Brano da leggere:

########

La citazione di due uomini che hanno vissuto con sincerità e dando tutto se stessi nella lotta non violenta non è una citazione casuale, a me non importa niente di difendere la lotta armata, mi importa lo spirito, il grado di sincerità e di radicalità con cui vengono vissute le scelte. Per quanto possa apparire paradossale superficialmente, la violenza rivoluzionaria è più vicina allo spirito della non violenza, di ciò che è stata contrabbandata come non violenza qui.

Ma la vera critica deve servire ad imparare dagli errori, non servire a dire che la colpa sta nell'averli fatti. Si può dire che chi vede altri che stanno annegando si butta ma non riesce a salvarne nessuno ha sbagliato i calcoli. E possiamo pensare che il migliore è quello che si butta senza sbagliare, non quello che non si butta per non sbagliare.

Mi importa poter criticare fino in fondo spietatamente limiti ed errori, perché tutti i passi avanti che hanno fatto gli oppressi vengono dall'esperienza dei propri errori, ogni vittoria è stata il frutto di ciò che aveva insegnato una sconfitta.

########

Dati mostrati:
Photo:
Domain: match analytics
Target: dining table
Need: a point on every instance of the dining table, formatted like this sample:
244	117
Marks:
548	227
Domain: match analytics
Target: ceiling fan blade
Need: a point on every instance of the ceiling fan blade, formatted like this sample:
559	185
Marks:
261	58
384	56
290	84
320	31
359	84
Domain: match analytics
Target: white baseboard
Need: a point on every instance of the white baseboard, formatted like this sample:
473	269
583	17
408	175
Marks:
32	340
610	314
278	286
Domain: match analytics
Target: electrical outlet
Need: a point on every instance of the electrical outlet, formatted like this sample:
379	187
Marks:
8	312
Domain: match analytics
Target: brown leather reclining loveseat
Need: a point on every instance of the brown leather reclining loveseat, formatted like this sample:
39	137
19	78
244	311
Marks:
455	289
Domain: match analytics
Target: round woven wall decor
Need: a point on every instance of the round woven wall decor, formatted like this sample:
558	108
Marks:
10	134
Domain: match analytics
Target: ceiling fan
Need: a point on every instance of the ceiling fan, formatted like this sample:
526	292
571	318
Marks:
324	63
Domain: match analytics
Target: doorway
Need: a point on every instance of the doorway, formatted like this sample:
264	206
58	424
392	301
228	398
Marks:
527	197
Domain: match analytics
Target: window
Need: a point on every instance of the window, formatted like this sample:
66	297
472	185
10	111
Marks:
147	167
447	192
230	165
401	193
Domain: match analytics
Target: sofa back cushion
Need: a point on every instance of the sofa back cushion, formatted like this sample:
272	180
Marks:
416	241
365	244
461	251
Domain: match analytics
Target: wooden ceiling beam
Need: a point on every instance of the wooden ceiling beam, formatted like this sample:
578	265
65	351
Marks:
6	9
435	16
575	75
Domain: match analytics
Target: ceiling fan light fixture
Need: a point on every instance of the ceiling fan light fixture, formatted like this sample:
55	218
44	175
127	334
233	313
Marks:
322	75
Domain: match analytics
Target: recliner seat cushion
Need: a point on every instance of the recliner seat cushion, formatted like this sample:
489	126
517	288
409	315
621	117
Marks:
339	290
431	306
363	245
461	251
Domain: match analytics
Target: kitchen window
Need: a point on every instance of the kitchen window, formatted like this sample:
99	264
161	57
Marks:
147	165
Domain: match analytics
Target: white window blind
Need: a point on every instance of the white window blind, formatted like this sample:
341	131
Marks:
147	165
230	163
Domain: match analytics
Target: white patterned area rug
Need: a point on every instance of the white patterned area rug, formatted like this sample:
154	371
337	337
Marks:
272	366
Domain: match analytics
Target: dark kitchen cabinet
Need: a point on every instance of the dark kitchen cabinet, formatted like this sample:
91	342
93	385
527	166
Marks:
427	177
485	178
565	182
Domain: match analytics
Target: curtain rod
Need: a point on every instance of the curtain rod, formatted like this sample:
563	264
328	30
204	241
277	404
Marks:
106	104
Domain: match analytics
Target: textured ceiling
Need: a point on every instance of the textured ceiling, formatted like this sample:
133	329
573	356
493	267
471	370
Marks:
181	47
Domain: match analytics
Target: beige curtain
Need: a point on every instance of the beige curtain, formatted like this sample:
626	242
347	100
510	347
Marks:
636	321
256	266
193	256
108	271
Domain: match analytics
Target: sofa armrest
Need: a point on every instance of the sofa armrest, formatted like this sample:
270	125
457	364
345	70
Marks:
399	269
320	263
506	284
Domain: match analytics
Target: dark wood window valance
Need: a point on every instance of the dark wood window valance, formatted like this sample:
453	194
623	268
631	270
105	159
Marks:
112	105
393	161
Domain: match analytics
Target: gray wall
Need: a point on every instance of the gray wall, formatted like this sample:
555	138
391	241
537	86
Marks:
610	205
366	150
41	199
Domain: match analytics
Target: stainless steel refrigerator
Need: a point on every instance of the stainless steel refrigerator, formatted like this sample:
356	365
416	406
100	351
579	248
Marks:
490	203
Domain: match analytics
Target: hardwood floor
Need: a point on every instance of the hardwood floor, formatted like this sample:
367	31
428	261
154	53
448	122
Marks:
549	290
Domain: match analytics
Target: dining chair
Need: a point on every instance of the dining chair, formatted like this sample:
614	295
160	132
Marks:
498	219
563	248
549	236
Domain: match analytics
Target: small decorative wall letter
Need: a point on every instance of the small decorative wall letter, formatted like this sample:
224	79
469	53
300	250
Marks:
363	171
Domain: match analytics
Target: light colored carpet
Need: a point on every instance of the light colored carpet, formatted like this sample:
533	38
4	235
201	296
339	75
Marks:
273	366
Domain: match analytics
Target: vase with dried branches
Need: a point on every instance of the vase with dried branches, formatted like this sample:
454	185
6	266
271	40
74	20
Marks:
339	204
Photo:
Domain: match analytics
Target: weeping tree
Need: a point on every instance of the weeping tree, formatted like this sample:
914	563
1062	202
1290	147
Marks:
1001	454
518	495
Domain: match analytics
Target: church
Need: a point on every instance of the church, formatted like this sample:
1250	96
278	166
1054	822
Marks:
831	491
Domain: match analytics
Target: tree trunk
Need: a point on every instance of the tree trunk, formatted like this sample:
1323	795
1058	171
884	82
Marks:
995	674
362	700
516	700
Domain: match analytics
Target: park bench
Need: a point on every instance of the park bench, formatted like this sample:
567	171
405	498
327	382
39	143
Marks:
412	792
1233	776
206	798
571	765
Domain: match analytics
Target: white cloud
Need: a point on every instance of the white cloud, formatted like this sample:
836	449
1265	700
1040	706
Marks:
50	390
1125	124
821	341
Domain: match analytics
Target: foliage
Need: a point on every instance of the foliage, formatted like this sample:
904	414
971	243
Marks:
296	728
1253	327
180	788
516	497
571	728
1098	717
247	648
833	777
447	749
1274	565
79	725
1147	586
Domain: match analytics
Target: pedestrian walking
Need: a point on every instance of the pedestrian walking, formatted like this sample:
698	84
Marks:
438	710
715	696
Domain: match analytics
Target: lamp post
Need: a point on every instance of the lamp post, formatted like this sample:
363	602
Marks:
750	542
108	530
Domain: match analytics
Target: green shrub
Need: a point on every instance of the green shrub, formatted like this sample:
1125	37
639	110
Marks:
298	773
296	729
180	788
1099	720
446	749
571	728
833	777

########

Compito richiesto A:
Nel brano da leggere, da che cosa vengono tutti i passi avanti fatti dagli oppressi?
Compito richiesto B:
Elenca tutto ciò che il brano da leggere introduce con le parole "mi importa".
Compito richiesto C:
Trascrivi alla lettera il tratto del brano da leggere che va da "Ma la vera critica" fino a "insegnato una sconfitta.".

Risposta esercizio A:
Dall'esperienza dei propri errori.

Risposta esercizio B:
- lo spirito
- il grado di sincerità e di radicalità con cui vengono vissute le scelte
- poter criticare fino in fondo spietatamente limiti ed errori

Risposta esercizio C:
Ma la vera critica deve servire ad imparare dagli errori, non servire a dire che la colpa sta nell'averli fatti. Si può dire che chi vede altri che stanno annegando si butta ma non riesce a salvarne nessuno ha sbagliato i calcoli. E possiamo pensare che il migliore è quello che si butta senza sbagliare, non quello che non si butta per non sbagliare.

Mi importa poter criticare fino in fondo spietatamente limiti ed errori, perché tutti i passi avanti che hanno fatto gli oppressi vengono dall'esperienza dei propri errori, ogni vittoria è stata il frutto di ciò che aveva insegnato una sconfitta.